§ Data to process:

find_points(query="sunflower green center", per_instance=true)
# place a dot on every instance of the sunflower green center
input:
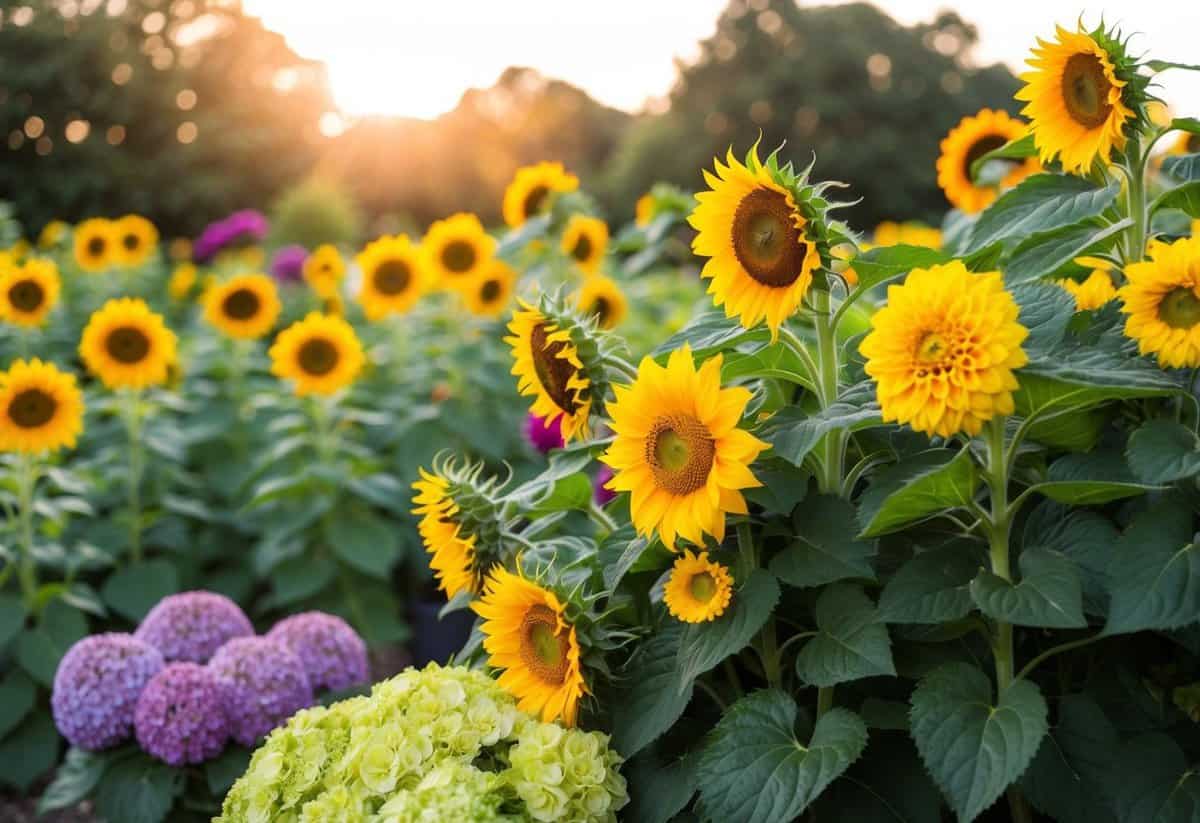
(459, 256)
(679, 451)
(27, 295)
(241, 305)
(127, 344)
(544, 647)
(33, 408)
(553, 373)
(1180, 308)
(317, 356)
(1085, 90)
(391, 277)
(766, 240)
...
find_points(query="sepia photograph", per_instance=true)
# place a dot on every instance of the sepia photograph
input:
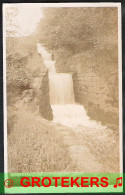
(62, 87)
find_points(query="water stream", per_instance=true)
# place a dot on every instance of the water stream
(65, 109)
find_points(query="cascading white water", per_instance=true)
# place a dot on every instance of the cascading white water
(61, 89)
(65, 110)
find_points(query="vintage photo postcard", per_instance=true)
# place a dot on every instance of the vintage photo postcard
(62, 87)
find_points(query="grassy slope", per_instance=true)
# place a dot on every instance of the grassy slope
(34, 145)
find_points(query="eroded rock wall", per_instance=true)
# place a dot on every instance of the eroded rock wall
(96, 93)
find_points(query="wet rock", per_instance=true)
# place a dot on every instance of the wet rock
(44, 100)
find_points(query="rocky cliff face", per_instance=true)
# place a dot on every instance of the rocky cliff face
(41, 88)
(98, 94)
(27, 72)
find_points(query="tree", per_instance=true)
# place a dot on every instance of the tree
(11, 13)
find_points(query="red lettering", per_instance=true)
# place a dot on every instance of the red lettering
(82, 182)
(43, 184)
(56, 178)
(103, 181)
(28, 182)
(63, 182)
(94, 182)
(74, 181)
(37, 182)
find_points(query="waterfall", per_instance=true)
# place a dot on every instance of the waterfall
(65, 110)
--
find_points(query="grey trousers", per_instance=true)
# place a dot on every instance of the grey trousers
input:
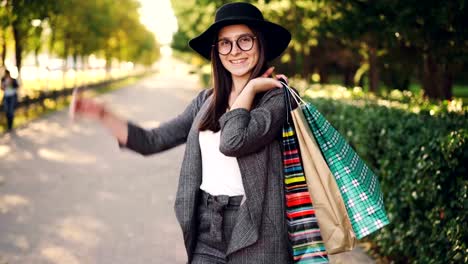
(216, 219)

§ Work to complete: Copy the lines that hold the word "trousers". Take them from the records above.

§ Finished exercise:
find_points(query="grey trousers", per_instance=true)
# place a dot on every instance of the grey trousers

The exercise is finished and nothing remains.